▶ _Task statement_:
From the news piece below about the ASEAN fora in Lanao del Norte, write out word for word the passage that begins with the words containing "With the acceleration" and ends with "of its citizens.".

▶ _Page text_:
>> start

To highlight the Association of Southeast Asian Nations’ (ASEAN) role in increasing competitiveness, creating a single market and production base, and promoting equitable economic development, the Philippine Information Agency (PIA) Region 10 held the ASEAN Barangay and Multi-Sectoral Fora on April 26 in Baroy and Tubod towns, Lanao del Norte.
“Importante nga makigkuyog ta sa ASEAN kay ang pagtaas sa ekonomiya sa ASEAN, mao pud ang pagtaas sa ekonomiya sa Pilipinas (It is important that we go along with ASEAN because the increase of economy in ASEAN would also mean economic increase in the Philippines),” PIA Director General Harold Clavite said.
Currently, ASEAN is named as the 7th largest economy in the world with a collective income of $2.3 trillion. “We are expected to be the 4th largest economy in the world by 2030,” the director general shared.
With the acceleration of the ASEAN economy, time will come when no one will be suffering from poverty because the primary goal of the ASEAN is to improve the lives of its citizens.
Aside from boosting the economy, Clavite stressed that with ASEAN, infrastructure connectivity for easier access to the neighboring countries, scholarship opportunities, and peace and security will be easily established.

>> end

▶ _Entries provided_:
>> start

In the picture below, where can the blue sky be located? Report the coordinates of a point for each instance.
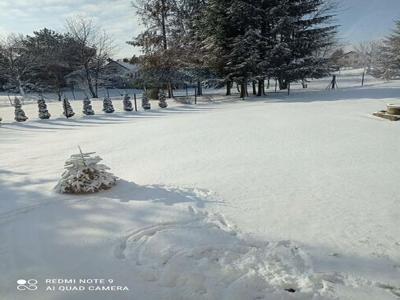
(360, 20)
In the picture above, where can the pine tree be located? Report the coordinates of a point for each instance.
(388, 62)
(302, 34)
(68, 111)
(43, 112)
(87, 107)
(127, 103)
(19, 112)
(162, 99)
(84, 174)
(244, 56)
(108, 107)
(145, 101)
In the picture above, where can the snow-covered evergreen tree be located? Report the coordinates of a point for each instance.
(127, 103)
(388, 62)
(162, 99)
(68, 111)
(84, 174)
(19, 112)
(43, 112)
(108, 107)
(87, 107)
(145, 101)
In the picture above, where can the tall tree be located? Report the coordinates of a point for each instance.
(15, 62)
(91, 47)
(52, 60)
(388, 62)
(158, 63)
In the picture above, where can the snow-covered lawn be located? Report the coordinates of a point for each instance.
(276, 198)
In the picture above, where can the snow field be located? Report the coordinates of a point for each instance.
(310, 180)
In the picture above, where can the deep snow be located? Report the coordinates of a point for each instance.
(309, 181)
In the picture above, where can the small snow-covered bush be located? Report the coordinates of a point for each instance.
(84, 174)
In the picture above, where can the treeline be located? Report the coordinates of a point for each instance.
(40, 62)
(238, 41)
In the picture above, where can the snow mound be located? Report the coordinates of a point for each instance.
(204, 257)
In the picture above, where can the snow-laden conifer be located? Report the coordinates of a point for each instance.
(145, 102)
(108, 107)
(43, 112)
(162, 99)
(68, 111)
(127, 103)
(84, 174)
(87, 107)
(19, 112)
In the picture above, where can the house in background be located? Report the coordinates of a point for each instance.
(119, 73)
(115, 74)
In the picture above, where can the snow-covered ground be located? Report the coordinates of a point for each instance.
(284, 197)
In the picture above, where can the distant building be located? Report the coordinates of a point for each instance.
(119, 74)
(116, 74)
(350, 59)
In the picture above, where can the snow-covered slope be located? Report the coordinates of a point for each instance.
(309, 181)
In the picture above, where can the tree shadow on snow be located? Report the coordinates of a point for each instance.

>> end

▶ _Task output_:
With the acceleration of the ASEAN economy, time will come when no one will be suffering from poverty because the primary goal of the ASEAN is to improve the lives of its citizens.